▶ _Document segment_:
Caroline Catherman, Orlando Sentinel on

Published in News & Features

ORLANDO, Fla. — With a recent influx of state money, Central Florida colleges with high-performing nursing programs hired more faculty, built new facilities and expanded their programs to accept additional qualified applicants.

Yet it’s still not enough to end a nursing shortage that is predicted to leave Florida with 21,000 unfilled jobs this year and more in the future.

A 2021 report from the Florida Hospital Association and the Safety Net Hospital Alliance of Florida projected that Florida would face a 59,000-nurse shortage by 2035 amid an aging and growing population.

Florida, the report said, needs to increase sharply the number of nursing school graduates.

Currently, high-quality Florida nursing programs — among them the University of Central Florida’s College of Nursing — turn away qualified applicants because of a lack of capacity. The state also has the lowest first-time pass rate on the national nursing licensing exam, called NCLEX, fueled by poor-performing schools.

In the 2022-23 school year, the average Florida nursing program had about 217 qualified applicants but could only accommodate 148, according to a report by the Florida Center for Nursing, a state center headquartered at the University of South Florida College of Nursing.

▶ _Data listing_:
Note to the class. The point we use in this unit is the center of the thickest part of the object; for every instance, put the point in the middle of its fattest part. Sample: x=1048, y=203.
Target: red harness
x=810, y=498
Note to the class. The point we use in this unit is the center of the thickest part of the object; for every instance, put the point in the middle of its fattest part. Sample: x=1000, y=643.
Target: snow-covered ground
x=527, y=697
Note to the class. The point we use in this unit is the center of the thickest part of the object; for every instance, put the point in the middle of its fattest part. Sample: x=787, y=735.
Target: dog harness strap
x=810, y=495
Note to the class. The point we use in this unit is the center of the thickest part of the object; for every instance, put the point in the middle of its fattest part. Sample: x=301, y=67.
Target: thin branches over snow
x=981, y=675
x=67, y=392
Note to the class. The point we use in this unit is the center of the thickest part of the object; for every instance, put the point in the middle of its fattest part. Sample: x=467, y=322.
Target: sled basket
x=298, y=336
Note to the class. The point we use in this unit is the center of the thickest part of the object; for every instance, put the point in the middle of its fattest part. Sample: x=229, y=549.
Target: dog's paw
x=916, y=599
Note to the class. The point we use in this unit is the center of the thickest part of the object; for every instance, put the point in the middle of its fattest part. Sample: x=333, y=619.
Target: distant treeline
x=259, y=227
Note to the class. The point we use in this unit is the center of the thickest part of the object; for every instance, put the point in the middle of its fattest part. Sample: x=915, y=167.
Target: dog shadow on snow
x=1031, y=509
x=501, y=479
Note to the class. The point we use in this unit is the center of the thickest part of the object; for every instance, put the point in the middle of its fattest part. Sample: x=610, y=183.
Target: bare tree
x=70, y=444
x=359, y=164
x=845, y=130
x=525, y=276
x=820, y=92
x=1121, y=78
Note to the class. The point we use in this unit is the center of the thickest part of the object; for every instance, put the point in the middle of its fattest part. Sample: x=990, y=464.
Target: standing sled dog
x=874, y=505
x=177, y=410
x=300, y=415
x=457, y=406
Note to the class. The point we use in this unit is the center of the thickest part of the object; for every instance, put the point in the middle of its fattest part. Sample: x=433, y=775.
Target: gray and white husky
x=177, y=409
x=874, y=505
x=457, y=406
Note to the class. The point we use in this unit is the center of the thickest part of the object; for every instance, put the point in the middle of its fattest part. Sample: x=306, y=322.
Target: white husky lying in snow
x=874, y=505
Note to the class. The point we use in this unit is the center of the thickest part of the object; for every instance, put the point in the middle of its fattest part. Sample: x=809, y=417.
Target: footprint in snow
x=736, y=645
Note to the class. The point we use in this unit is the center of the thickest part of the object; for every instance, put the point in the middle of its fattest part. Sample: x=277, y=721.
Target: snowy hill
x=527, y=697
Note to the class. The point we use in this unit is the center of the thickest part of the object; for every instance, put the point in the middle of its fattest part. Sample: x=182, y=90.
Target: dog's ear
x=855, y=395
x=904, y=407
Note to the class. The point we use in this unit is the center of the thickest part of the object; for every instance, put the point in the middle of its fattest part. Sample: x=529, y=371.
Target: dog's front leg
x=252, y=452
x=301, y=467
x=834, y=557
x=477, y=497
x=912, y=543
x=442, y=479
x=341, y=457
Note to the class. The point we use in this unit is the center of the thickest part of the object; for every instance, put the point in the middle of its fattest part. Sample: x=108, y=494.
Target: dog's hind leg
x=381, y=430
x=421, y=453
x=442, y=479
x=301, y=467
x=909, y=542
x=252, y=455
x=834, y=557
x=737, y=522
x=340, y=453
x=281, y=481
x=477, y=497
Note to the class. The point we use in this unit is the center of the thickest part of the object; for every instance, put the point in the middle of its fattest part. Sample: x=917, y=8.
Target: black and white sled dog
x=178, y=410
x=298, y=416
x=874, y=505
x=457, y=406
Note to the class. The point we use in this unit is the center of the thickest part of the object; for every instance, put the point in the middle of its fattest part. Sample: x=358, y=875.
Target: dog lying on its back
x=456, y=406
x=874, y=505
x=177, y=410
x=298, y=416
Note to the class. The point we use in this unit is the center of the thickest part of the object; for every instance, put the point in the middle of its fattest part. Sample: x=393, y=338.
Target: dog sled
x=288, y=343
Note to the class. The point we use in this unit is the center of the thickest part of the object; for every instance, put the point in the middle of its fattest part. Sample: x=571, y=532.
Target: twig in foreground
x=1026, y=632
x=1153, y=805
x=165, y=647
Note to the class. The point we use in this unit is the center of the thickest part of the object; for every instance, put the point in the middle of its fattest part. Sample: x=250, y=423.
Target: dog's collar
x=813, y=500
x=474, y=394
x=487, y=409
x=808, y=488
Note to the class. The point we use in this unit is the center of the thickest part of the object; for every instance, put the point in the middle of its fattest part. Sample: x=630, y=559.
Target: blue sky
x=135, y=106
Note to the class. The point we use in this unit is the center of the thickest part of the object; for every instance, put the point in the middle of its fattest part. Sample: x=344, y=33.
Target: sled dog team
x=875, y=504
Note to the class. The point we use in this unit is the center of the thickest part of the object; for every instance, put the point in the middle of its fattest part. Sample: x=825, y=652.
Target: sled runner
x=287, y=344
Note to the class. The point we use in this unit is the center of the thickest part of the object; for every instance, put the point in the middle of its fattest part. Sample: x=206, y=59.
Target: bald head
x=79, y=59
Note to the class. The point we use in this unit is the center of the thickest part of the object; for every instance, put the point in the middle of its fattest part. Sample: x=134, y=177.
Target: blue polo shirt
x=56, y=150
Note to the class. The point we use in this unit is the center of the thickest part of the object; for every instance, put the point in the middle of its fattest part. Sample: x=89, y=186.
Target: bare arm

▶ _What the task asks_: Continue the article on Florida's nursing shortage from the point where it stops.

▶ _Response box_:
The center found 76% of Florida students passed the NCLEX-RN exam on their first try in 2023, compared to about 88% nationwide.

Nursing education leaders say the key to solving this issue is to further increase funding and enrollment at high-quality, accredited schools, where passing rates often exceed the national average, and come down harder on for-profit and nonaccredited schools, which are more likely to produce graduates unprepared to join the workforce. Last quarter, at some of those schools, not a single graduate passed the nursing exam on their first attempt.

Florida has invested hundreds of millions of dollars over the past two years to expand state school nursing programs.

The College of Central Florida, UCF, Seminole State College of Florida, Polk State College and Lake-Sumter College all had 100% first-time pass rates in the most recent quarter, according to the State Board of Nursing. Valencia College’s graduates had an 89% pass rate.